(Beginning of Data under study)

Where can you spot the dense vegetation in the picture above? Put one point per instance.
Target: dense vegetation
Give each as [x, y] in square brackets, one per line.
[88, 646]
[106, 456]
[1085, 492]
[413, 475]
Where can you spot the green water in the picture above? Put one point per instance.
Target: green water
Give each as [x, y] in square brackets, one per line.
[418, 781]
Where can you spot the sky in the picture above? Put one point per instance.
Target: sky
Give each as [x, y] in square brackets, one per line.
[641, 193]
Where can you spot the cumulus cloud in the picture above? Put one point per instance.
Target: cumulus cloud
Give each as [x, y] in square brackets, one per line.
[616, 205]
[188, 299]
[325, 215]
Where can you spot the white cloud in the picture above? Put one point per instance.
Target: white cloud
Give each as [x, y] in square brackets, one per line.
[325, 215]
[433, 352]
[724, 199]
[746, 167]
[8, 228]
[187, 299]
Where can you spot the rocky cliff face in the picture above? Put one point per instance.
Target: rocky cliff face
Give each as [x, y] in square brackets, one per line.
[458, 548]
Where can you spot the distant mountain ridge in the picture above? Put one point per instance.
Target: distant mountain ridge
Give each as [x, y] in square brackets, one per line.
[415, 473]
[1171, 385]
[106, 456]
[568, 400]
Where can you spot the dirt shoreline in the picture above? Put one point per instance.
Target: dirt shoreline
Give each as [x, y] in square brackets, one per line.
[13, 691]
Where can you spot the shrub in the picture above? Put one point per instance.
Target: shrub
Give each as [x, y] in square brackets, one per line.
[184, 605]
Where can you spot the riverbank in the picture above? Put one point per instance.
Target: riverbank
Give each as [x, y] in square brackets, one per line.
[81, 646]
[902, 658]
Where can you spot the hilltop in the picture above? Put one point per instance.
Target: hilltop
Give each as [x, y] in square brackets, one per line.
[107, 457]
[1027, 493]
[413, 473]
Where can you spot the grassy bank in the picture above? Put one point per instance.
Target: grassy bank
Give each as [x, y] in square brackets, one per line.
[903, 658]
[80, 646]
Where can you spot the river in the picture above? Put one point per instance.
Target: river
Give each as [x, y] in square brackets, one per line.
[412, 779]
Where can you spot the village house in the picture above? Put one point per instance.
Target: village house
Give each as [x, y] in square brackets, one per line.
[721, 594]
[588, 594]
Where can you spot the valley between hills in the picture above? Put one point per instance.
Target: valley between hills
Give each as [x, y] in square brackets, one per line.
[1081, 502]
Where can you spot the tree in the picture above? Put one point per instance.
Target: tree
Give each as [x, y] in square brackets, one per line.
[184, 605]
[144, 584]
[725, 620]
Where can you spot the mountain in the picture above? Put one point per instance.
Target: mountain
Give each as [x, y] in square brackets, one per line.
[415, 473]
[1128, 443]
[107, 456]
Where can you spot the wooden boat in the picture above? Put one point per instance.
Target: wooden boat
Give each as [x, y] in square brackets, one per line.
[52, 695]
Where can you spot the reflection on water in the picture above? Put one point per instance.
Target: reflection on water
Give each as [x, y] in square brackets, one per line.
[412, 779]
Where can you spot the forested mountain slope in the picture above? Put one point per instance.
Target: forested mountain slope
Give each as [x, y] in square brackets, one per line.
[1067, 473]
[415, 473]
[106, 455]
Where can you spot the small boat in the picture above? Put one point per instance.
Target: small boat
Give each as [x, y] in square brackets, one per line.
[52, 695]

(End of Data under study)

Your task.
Provide a faithful, complete copy of the entries above.

Exercise solution.
Where can you spot the dense vegetation in the picture above? Put one point per instance.
Target: dense vegetation
Give each as [x, y] in square brackets, one per line.
[88, 646]
[106, 456]
[1085, 492]
[413, 475]
Where can you spot the green water in the picture above? Put one point per instance.
Target: green water
Give each as [x, y] in square brackets, one per line.
[418, 781]
Where can you spot the sky in the picture above? Put one point per instance.
Target: sky
Give each as [x, y] in square brackets, one per line.
[641, 193]
Where can you spot the cumulus cloud in the picture above? Put one point per instance.
Target: cumulus cloud
Give each as [x, y] in square brackets, one per line.
[616, 205]
[188, 299]
[325, 215]
Where can you spot the white cloud in the picture above? Put one point per instance.
Target: white cloud
Give each as [x, y] in square brackets, one per line.
[325, 215]
[433, 352]
[724, 199]
[746, 167]
[8, 228]
[187, 299]
Where can you spot the rocky cliff face in the picture above? Put one point per instance.
Target: rocky cliff face
Give each as [x, y] in square brackets, one per line.
[458, 548]
Where can you spot the distant mountain ridge in the picture above? Put one point per instance.
Target: distant mountain ridge
Give each as [x, y] in square brackets, one per line.
[415, 473]
[1171, 385]
[106, 456]
[568, 400]
Where can you spot the dirt shoreline in the picture above? Put one point per instance.
Target: dirt shoreline
Give each as [x, y] in square brackets, one per line.
[13, 691]
Where can you spot the shrub in the picture above? Put one point per instance.
Target: shrub
Give each as [x, y] in square brackets, one per line.
[184, 605]
Where can you spot the riverbank in the picture above? Put one point per instance.
Target: riverbank
Give each as [x, y] in square brackets, one per line.
[81, 646]
[902, 658]
Where can you spot the hilltop in the picture above? Put one point per instance.
Target: hilltop
Give each as [x, y] in square brackets, one per line.
[107, 457]
[1027, 493]
[413, 473]
Where can you spot the grassy bank in the picture above? Put one point per instance.
Target: grassy bank
Give each as [x, y] in square brackets, one per line.
[903, 658]
[80, 646]
Where can you spot the river in the picture above? Put one point per instance.
Target: river
Give each as [x, y] in square brackets, one per line.
[412, 779]
Where can you spot the village house in the picture above? Put one point per instance.
Target: village house
Give each as [x, y] in square brackets, one per line.
[721, 594]
[588, 594]
Where can you spot the valley between hills in the picture above? Put one point per instance.
Target: valley between hills
Give each as [x, y] in square brackets, one per line.
[1081, 502]
Where can you spot the tree in the picture above? Put one point per instance.
Target: tree
Give each as [x, y] in square brackets, one per line.
[184, 605]
[144, 584]
[725, 620]
Where can you spot the mountain in the picture above? Put one point per instance.
Target: mountain
Give each as [x, y] in square brackets, one per line.
[415, 473]
[1128, 443]
[107, 456]
Where can you spot the wooden boat in the picture above? Put one point per instance.
Target: wooden boat
Give each as [x, y] in square brackets, one per line.
[52, 695]
Where can you spot the reflection on water in the picture above? Put one point per instance.
Target: reflection on water
Give each as [x, y] in square brackets, one per line.
[412, 779]
Where can you spot the forested mountain slope in the picture above? Put one point per instance.
Target: forested mountain slope
Give each as [x, y] in square brackets, one per line.
[1067, 473]
[415, 473]
[106, 455]
Where can you spot the small boat in the picture above? Put one point per instance.
Target: small boat
Give each as [x, y] in square brackets, one per line.
[52, 695]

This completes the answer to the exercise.